Written task | Write each line word for word, from the line that contains "outline beaded bracelet" through the last line of the material below.

==========

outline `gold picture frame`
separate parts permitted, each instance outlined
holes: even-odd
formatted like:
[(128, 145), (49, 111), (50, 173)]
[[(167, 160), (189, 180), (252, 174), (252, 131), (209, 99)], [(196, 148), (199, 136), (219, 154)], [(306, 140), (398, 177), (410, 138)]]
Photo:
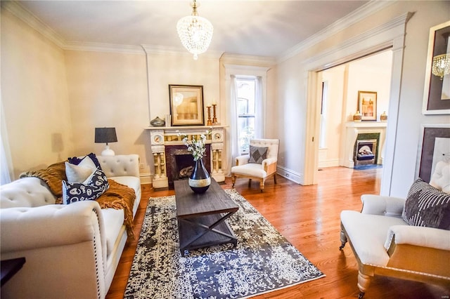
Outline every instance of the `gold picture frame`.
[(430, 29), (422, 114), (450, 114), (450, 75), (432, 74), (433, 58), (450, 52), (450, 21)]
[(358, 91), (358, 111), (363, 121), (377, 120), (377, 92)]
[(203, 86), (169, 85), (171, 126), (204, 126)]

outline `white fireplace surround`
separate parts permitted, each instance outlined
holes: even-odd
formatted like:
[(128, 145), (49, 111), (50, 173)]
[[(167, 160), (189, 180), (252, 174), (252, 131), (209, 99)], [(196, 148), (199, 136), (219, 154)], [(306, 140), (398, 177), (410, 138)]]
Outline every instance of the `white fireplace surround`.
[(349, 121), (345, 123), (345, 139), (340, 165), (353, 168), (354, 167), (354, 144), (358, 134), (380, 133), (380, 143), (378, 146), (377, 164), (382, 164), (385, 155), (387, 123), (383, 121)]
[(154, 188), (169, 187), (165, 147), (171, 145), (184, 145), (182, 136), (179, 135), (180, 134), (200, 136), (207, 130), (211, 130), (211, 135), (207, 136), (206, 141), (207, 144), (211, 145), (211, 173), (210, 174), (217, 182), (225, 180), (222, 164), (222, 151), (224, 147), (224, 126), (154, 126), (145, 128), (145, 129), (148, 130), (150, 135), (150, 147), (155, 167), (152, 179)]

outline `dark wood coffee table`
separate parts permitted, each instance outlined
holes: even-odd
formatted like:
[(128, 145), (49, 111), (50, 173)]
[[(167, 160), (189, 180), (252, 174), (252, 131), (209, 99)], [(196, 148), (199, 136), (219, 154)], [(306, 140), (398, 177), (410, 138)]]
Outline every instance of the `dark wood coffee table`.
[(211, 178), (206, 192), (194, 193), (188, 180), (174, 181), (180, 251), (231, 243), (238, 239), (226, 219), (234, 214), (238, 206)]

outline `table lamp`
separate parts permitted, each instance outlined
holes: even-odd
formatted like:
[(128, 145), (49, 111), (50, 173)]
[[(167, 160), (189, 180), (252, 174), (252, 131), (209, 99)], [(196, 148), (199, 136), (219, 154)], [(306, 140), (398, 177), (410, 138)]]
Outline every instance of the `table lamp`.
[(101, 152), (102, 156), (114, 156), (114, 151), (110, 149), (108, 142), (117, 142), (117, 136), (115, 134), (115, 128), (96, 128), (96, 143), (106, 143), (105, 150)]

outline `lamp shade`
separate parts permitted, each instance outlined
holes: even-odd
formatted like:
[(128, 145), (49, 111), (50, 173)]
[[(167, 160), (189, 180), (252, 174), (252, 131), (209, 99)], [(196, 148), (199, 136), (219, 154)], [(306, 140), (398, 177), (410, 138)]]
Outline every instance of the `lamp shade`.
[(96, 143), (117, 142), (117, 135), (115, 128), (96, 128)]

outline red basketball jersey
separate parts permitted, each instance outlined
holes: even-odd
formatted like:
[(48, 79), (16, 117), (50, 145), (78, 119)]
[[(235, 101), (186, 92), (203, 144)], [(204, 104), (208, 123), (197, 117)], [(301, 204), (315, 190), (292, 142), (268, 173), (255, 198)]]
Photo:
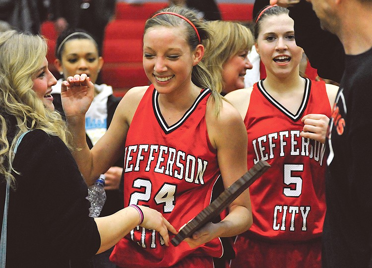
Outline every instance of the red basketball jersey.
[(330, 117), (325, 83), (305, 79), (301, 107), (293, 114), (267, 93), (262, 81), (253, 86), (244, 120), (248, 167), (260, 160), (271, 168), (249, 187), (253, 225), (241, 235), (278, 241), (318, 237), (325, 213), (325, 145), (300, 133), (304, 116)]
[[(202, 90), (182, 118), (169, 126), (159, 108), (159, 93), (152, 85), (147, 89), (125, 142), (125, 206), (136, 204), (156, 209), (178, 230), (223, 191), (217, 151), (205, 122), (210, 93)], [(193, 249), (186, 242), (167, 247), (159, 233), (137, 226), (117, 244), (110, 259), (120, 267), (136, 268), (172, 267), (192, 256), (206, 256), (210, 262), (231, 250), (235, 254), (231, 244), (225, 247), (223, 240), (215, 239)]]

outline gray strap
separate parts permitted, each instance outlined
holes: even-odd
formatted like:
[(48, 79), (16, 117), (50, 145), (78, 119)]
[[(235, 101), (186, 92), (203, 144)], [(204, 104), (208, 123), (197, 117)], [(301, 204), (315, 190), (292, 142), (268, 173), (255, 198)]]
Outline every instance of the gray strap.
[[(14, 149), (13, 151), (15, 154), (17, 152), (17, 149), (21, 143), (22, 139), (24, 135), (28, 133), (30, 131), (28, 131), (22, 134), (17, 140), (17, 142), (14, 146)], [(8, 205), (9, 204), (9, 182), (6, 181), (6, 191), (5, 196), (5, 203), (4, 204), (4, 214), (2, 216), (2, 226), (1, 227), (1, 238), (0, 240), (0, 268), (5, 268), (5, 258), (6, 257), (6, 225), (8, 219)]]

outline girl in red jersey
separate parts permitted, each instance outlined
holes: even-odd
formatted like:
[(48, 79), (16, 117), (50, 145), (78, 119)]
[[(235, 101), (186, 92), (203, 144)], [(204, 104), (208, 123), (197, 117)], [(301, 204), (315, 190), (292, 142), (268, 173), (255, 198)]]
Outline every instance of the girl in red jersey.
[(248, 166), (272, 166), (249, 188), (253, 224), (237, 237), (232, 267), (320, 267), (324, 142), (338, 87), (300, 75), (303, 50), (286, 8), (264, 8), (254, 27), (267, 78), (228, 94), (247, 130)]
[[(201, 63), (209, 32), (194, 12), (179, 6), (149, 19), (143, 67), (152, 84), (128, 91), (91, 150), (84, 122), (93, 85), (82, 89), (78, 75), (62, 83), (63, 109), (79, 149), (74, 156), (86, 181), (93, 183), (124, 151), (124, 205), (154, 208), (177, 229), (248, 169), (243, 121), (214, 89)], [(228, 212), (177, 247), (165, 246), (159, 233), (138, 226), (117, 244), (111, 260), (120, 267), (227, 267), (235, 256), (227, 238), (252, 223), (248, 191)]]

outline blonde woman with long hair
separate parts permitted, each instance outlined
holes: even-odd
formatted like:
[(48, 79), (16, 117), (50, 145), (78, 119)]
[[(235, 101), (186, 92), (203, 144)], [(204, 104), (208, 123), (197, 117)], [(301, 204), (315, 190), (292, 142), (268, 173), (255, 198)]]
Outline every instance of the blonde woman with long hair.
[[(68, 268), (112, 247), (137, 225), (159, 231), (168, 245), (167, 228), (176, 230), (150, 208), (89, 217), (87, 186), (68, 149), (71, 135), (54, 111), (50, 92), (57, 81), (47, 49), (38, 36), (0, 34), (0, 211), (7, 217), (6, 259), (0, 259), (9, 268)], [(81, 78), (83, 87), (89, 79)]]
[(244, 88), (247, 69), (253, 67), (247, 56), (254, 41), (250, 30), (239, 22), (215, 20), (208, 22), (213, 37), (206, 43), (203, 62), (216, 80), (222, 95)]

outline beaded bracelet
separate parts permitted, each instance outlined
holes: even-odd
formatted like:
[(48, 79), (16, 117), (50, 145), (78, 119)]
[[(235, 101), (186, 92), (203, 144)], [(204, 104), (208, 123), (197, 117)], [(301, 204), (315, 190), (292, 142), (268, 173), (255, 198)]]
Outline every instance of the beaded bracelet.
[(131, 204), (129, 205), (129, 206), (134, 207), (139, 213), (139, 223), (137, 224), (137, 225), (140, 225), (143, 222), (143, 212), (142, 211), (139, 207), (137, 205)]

==========

Solution for this exercise |
outline beaded bracelet
separate parts permitted, each instance outlined
holes: even-odd
formatted like:
[(48, 79), (16, 117), (50, 145), (78, 119)]
[[(235, 101), (186, 92), (203, 144)], [(204, 104), (208, 123), (197, 117)], [(301, 204), (315, 190), (292, 142), (268, 173), (255, 198)]]
Outline every instance of the beaded bracelet.
[(131, 204), (129, 205), (129, 206), (134, 207), (139, 213), (139, 223), (137, 224), (137, 225), (140, 225), (143, 222), (143, 212), (142, 211), (139, 207), (137, 205)]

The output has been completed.